## To do
Please copy out, unchanged, the part of the material below that opens with the line containing "Locate the grass" and closes with the line containing "[32,0,74,32]". Include both of those lines and nothing outside them.

── Available records ──

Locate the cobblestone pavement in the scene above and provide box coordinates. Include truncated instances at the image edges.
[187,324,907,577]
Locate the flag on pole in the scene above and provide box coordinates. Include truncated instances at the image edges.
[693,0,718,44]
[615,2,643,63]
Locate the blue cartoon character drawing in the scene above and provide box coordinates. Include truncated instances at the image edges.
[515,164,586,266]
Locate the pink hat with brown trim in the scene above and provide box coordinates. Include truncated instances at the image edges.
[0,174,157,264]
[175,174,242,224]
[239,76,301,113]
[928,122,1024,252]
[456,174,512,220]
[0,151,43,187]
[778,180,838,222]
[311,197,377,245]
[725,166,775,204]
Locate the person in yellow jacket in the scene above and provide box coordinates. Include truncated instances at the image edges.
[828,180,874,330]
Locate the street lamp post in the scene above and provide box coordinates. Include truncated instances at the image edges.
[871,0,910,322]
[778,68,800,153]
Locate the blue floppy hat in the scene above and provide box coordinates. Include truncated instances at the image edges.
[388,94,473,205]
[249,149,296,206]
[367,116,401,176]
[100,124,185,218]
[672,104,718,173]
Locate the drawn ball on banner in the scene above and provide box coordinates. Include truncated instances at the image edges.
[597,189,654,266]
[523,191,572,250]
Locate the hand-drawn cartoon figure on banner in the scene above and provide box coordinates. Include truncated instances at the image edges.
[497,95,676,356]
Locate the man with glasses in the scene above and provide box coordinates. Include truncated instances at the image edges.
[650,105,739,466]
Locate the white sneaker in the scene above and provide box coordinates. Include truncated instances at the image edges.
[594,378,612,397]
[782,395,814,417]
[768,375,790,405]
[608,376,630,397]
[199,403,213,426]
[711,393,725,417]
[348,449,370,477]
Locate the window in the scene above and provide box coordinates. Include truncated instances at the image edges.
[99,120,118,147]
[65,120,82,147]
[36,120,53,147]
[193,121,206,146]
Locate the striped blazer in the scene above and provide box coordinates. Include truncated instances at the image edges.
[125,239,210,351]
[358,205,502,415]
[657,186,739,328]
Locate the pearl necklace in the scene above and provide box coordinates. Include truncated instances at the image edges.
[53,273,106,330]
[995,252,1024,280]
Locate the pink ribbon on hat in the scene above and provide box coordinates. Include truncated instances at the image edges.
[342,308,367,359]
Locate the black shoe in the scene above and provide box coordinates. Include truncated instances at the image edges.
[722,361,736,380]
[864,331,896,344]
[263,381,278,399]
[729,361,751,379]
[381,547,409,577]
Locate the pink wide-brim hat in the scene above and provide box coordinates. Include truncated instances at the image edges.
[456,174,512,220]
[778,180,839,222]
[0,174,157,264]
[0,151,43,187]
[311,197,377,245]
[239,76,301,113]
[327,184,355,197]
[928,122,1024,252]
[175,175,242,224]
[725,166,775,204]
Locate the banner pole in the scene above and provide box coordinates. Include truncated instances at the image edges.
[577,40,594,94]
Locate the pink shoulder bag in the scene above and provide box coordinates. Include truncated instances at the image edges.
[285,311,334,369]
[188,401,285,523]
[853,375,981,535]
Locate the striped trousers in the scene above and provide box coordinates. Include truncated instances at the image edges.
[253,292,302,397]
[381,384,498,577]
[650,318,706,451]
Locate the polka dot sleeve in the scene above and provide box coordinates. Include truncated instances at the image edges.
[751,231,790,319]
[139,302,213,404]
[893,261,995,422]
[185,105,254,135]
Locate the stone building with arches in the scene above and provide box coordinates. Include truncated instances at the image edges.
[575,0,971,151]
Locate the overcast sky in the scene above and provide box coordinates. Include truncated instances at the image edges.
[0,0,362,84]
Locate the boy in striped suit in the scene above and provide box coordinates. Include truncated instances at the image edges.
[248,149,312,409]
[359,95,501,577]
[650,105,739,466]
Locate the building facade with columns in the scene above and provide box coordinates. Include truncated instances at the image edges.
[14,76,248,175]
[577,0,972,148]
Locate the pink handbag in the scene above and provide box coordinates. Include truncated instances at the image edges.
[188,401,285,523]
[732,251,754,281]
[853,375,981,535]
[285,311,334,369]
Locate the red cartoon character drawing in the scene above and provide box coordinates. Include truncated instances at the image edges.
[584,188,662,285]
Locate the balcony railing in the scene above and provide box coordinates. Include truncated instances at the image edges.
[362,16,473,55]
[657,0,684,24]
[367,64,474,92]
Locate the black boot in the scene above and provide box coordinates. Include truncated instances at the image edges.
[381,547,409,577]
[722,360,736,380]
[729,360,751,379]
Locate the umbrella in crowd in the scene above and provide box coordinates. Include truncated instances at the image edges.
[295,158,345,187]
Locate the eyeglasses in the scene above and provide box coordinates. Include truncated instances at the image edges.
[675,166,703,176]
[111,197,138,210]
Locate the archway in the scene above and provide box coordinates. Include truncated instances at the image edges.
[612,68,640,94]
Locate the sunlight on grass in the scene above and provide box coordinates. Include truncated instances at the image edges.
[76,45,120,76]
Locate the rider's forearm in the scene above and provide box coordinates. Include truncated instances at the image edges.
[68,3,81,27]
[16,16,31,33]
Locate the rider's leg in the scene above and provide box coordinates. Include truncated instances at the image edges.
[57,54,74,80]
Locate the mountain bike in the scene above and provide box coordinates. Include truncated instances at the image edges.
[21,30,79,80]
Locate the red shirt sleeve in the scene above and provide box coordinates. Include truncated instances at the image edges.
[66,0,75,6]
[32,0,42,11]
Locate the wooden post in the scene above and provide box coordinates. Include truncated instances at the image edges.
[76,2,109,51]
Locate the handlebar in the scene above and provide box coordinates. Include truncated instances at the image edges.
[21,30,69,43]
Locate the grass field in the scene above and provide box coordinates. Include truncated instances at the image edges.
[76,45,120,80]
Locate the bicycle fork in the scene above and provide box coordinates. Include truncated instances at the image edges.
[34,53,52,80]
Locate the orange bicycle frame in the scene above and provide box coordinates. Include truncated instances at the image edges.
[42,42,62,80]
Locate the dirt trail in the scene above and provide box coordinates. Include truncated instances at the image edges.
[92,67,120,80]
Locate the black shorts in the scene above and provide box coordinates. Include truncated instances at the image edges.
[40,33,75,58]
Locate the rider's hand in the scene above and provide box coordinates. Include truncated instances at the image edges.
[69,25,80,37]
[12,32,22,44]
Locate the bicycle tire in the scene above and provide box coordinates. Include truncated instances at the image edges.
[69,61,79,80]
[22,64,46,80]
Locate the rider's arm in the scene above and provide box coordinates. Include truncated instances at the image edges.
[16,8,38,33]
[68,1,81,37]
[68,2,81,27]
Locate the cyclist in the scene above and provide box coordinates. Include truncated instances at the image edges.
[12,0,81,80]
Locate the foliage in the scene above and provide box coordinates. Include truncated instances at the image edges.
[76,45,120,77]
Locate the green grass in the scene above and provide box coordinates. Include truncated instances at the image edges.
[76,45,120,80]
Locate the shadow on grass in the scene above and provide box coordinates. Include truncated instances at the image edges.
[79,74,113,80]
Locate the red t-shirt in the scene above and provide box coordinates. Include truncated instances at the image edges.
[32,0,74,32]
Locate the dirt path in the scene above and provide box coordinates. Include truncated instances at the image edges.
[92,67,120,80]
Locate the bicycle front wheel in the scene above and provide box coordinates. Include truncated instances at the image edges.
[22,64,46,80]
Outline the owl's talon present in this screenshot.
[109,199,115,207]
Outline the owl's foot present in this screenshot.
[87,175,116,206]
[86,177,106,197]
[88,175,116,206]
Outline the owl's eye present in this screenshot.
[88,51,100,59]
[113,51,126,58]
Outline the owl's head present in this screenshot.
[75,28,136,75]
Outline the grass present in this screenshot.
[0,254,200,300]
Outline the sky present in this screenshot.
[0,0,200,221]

───

## Result below
Locate the grass field in the scene above and provide box coordinates. Include truncated instances at the image edges.
[76,45,120,80]
Locate the bicycle fork in the scene above and provide box coordinates. Include truncated instances at the image edges.
[34,53,52,80]
Locate the orange bicycle frame in the scene above and provide box coordinates. Include truncated instances at the image edges.
[42,42,62,80]
Locate the dirt trail in the scene above and provide box coordinates. Include truncated instances at the image edges.
[92,67,120,80]
Locate the black shorts in the scene above and provide box coordinates. Include truncated instances at the image edges.
[40,33,75,58]
Locate the rider's hand in the scene above and provide box coordinates. Include truncated instances at the image edges.
[69,25,80,37]
[12,32,22,44]
Locate the bicycle tire in the scene above and provide box coordinates. Include truncated instances at the image edges.
[69,61,79,80]
[22,64,46,80]
Locate the rider's arm in the scene above and provide box coordinates. Include truncated instances at the image edges.
[16,8,38,33]
[68,1,81,37]
[68,2,81,27]
Locate the cyclist in the scene above and provide box coordinates. Include truncated instances at the image edges.
[12,0,81,80]
Locate the foliage in the scene above and provide box coordinates. Include truncated instances at the image edges.
[76,45,120,77]
Locate the green grass in the scene above and provide box coordinates. Include truncated instances at the image edges.
[76,45,120,80]
Locate the shadow on grass in the scene above and provide box coordinates. Include truncated instances at the image edges.
[79,74,113,80]
Locate the red t-shirt in the scene above and provide box coordinates. Include truncated instances at the image edges.
[32,0,74,32]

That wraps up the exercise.